Stored records
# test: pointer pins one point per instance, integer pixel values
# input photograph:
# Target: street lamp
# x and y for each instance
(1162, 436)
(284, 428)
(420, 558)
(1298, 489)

==

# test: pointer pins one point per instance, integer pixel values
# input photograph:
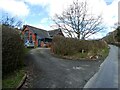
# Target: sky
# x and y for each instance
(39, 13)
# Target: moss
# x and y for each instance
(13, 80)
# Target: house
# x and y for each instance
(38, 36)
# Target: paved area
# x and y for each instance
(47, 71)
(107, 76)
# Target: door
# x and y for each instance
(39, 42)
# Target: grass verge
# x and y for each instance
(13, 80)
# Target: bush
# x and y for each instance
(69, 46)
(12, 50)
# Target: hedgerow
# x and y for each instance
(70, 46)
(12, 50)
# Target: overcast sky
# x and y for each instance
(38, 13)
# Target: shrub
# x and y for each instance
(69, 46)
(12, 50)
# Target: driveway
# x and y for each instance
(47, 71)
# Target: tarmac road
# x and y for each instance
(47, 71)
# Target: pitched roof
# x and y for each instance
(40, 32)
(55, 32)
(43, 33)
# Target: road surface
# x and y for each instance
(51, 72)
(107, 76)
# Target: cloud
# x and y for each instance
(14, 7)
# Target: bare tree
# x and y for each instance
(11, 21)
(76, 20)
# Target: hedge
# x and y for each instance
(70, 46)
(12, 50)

EXERCISE INSTRUCTIONS>
State only how many lines above hold the string "road".

ANSWER TO THE EXERCISE>
2